Aim 1:
Answer these questions using the passage on customers, users, and backlog decisions:
(a) What single reason does it give for most backlogs failing?
(b) How does it define the customer?
(c) What does it say a job is, as opposed to a task?
Aim 2: Write the next part of the passage on customers, users, and backlog decisions, picking up after its final example.
[START Selected passage]
Step 2: Identify customers, users, and the decisions that matter

Most backlogs fail for one reason: They optimize for features instead of decisions.

Clarify the Layers

Customer
The economic buyer. They decide to fund or continue the product.

User
The person interacting with the product to complete work.

These are often not the same person.

When teams confuse them, they build for activity instead of value.


Focus on Decisions, Not Features

Users do not want “a dashboard.”
They want to decide:

  • Is this safe to release?

  • Should I prioritize this work?

  • Is performance improving?

  • Where is the risk?

Every backlog item should support a meaningful decision.

If it does not, question it.


Use the “Job to Be Done” Lens

A job is not a task.
It is progress someone is trying to make.

Structure:

When I am [situation], I want to [motivation], so I can [desired outcome].

Example:

When I am preparing for Sprint Planning, I want clarity on backlog readiness, so I can commit confidently.
[END Selected passage]
[START Raw records]
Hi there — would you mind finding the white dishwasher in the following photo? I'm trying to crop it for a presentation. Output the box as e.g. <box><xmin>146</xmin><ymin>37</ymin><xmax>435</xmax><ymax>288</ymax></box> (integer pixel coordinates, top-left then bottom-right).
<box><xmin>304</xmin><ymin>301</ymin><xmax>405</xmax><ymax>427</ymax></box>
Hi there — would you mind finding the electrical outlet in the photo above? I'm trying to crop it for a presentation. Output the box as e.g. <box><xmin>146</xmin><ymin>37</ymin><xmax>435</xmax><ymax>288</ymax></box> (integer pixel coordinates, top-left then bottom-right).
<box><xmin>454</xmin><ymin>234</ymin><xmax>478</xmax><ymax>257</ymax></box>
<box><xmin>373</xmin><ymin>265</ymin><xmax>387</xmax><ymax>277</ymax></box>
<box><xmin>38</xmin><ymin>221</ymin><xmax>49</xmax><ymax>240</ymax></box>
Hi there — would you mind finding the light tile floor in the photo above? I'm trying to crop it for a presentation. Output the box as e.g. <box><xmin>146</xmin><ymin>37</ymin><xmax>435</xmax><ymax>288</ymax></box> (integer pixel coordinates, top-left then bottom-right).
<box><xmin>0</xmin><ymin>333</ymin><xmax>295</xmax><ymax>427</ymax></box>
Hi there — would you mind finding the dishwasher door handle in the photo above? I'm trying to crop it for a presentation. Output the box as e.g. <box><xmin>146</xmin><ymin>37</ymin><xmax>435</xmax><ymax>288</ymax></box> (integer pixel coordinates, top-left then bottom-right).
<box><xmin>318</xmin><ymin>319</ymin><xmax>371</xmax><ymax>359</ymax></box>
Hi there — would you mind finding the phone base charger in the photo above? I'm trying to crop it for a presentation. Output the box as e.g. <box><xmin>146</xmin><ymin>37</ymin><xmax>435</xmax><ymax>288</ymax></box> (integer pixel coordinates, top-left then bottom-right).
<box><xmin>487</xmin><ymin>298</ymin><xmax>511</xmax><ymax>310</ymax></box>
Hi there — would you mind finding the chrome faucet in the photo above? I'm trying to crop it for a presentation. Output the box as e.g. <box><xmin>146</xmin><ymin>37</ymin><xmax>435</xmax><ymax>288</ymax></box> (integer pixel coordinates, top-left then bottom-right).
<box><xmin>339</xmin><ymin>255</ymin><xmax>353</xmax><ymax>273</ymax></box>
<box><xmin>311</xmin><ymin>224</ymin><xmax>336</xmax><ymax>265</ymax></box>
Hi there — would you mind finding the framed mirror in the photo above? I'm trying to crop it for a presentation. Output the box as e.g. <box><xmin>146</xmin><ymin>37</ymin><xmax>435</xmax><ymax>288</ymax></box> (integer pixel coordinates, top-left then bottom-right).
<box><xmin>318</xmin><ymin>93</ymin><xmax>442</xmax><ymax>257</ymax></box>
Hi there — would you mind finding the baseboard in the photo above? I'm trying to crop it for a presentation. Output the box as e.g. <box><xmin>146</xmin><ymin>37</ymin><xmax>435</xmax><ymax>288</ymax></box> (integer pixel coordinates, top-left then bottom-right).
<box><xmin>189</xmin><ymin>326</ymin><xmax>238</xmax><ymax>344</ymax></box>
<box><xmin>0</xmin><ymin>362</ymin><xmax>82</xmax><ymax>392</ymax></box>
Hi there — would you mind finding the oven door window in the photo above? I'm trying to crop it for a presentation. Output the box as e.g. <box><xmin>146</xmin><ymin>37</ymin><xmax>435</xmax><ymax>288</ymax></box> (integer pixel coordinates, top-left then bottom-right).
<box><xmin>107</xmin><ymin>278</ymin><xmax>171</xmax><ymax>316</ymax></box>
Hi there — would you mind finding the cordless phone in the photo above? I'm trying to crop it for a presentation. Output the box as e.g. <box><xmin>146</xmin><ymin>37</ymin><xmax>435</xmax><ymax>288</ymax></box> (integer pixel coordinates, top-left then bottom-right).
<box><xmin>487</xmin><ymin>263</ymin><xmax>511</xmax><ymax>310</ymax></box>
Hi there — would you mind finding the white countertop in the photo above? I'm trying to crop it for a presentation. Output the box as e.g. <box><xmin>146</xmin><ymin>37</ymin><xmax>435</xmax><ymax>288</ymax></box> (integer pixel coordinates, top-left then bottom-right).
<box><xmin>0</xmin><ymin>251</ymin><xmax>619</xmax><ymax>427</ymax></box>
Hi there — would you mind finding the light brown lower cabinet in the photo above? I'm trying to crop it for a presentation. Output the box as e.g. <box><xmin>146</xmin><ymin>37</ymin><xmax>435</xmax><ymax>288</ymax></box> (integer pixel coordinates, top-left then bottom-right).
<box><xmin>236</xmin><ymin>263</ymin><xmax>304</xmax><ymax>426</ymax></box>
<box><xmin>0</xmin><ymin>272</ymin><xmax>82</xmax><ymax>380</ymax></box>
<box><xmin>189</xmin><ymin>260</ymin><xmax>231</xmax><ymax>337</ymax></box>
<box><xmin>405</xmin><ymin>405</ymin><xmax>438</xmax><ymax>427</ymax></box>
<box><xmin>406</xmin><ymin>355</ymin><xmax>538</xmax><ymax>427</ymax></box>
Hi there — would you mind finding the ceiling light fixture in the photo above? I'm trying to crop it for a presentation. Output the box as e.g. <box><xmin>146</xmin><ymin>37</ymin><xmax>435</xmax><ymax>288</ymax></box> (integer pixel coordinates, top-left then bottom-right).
[END Raw records]
Expected output 1:
(a) They optimize for features instead of decisions.
(b) The customer is the economic buyer, who decides to fund or continue the product.
(c) A job is progress someone is trying to make.

Expected output 2:
Now your backlog has direction.


Exercise

  1. List 2 primary user types

  2. For each, define their top 3 jobs to be done

Example format:

User Type 1: Product Owner

  • Prioritize backlog based on business impact

  • Clarify acceptance criteria before refinement

  • Communicate release impact to stakeholders

User Type 2: Developer

  • Understand intent behind each story

  • Identify edge cases early

  • Estimate effort with minimal ambiguity

If your backlog does not clearly help these six jobs, it lacks purpose.

Precision at this step prevents waste later.